---- DATA SHOWN

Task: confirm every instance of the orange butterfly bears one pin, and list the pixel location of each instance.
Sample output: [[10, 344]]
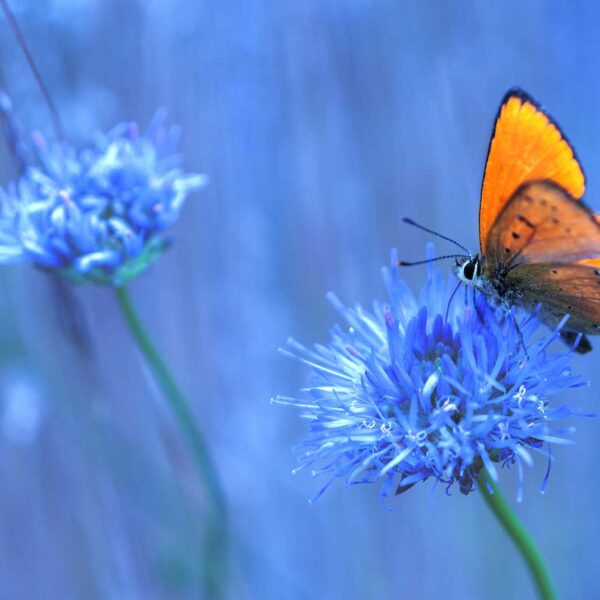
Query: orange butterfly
[[539, 243]]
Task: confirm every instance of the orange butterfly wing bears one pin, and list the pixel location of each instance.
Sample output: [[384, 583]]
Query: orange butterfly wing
[[541, 223], [526, 145], [561, 289]]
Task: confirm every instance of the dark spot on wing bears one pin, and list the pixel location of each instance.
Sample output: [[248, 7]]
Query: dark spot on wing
[[525, 220]]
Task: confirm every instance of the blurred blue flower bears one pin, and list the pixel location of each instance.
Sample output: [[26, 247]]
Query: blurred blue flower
[[403, 395], [98, 215]]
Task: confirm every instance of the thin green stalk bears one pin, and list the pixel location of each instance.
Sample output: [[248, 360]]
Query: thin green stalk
[[517, 532], [215, 543]]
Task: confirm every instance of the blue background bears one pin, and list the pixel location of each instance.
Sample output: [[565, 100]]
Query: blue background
[[321, 124]]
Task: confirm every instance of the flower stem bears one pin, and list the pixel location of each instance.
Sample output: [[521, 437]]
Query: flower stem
[[516, 530], [215, 543]]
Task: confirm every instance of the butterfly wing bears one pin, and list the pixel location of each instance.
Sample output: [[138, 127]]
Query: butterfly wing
[[541, 223], [526, 145], [561, 289]]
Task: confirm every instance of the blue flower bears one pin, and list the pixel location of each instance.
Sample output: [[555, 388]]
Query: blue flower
[[404, 395], [101, 214]]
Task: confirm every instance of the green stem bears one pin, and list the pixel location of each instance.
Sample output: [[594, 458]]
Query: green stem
[[215, 547], [515, 529]]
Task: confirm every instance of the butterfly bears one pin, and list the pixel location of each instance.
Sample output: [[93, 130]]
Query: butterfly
[[539, 243]]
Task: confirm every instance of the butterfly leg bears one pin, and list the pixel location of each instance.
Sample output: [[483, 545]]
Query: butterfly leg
[[569, 338]]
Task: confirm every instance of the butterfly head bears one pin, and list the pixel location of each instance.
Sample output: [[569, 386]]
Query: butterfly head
[[469, 269]]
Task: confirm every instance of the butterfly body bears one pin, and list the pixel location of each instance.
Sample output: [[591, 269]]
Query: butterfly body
[[539, 243], [541, 249]]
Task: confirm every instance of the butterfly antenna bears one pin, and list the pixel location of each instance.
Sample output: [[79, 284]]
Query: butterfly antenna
[[406, 263], [411, 222], [14, 25]]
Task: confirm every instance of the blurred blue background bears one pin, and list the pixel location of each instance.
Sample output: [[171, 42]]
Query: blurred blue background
[[321, 124]]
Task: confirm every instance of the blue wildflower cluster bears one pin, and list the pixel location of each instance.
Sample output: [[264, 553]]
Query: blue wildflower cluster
[[98, 215], [404, 394]]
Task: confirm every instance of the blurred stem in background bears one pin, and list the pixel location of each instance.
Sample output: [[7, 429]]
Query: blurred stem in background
[[517, 532], [216, 545]]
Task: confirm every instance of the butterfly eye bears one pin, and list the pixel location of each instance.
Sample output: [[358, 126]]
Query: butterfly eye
[[469, 270]]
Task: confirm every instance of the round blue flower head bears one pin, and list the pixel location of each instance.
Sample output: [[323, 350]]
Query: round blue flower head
[[405, 394], [98, 215]]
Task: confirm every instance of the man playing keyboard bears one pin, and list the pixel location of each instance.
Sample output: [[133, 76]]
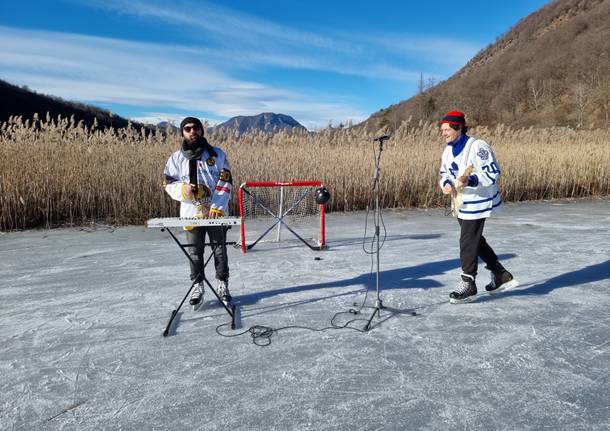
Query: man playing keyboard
[[198, 175]]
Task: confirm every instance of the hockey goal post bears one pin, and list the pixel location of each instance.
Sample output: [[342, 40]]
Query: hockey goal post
[[272, 209]]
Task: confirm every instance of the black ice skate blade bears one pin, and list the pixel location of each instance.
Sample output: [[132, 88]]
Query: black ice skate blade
[[506, 286], [463, 301]]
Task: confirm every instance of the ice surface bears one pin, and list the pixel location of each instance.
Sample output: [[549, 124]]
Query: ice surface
[[82, 312]]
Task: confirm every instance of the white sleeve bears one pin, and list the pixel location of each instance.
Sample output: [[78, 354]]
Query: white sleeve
[[172, 182]]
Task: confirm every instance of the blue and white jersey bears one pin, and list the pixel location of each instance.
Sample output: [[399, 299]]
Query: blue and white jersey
[[214, 181], [481, 195]]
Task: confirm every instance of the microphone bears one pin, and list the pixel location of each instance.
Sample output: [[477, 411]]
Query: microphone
[[382, 138]]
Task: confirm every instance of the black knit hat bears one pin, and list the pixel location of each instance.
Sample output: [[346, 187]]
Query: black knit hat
[[191, 120]]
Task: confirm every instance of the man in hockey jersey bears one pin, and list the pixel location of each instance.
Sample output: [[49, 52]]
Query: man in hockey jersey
[[199, 177], [469, 166]]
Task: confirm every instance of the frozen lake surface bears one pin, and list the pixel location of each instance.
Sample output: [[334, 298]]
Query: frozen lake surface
[[82, 312]]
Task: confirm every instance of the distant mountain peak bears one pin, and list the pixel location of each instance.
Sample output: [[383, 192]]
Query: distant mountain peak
[[265, 122]]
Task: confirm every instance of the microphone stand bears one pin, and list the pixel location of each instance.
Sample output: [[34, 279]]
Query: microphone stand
[[377, 218]]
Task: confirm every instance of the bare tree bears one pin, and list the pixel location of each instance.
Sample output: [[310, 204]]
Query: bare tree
[[581, 95]]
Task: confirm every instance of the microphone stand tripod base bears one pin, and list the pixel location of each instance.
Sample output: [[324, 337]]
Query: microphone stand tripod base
[[376, 310]]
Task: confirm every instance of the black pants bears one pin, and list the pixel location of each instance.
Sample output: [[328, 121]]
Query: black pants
[[473, 246], [217, 236]]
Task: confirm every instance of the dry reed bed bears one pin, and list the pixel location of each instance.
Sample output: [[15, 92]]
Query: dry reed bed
[[56, 172]]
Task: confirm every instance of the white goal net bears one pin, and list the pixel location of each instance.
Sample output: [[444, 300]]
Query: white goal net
[[281, 211]]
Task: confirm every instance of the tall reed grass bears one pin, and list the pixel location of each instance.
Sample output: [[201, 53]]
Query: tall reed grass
[[55, 172]]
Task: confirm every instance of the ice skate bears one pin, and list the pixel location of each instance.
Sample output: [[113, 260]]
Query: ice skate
[[223, 291], [501, 279], [465, 291], [197, 296]]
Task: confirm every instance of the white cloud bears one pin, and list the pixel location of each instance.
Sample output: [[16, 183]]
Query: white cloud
[[87, 68]]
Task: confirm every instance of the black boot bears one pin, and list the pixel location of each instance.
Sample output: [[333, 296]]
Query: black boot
[[500, 278], [465, 290]]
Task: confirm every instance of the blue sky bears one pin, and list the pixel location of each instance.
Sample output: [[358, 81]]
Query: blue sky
[[317, 61]]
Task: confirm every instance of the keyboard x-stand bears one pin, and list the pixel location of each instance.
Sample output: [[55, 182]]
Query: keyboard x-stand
[[225, 223]]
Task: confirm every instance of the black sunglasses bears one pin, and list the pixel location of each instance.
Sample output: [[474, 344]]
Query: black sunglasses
[[188, 129]]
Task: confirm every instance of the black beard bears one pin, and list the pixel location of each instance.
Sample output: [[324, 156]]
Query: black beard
[[187, 144]]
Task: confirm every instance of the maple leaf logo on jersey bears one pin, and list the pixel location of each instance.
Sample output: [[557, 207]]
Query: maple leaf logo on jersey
[[483, 154]]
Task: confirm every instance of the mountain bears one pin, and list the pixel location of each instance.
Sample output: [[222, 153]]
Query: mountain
[[266, 122], [20, 101], [551, 68]]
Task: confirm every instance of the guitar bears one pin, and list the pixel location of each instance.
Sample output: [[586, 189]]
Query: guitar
[[457, 195]]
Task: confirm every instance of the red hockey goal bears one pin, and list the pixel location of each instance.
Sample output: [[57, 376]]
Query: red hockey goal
[[273, 211]]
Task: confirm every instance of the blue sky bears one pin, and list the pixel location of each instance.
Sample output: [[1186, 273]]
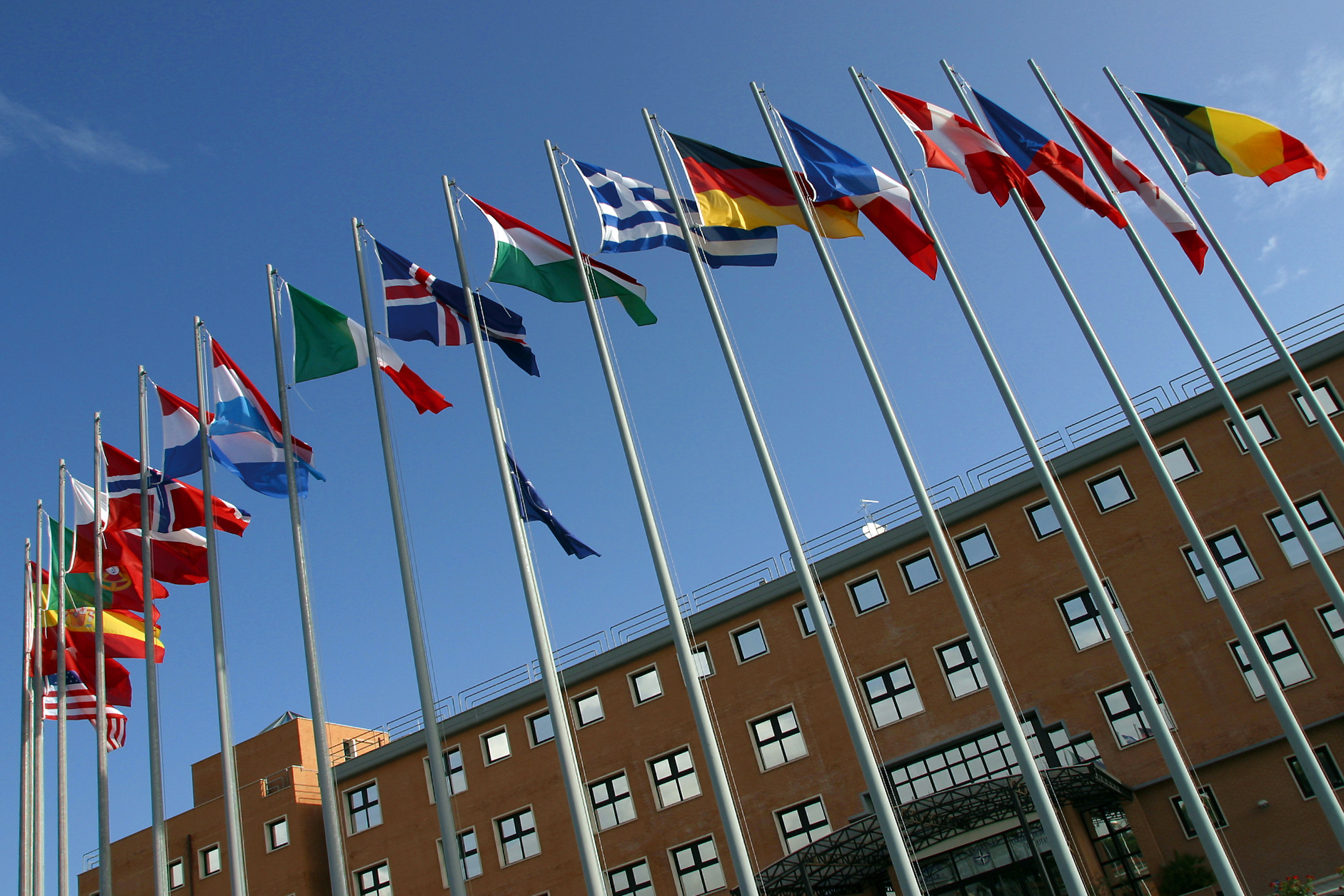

--------

All lines in the data above from the one with "Query: ice surface" through the one with "Sample output: [[399, 299]]" must be repeated exactly, and no others.

Query: ice surface
[[82, 312]]
Task: confirm every instance of the white sleeve bears one pin, and list the pixel location of each instance.
Sample output: [[78, 354]]
Query: white sleeve
[[172, 182]]
Task: confirm every instance of the blue and white jersey bears one pin, and list the pixel location of each instance.
Sample output: [[399, 299]]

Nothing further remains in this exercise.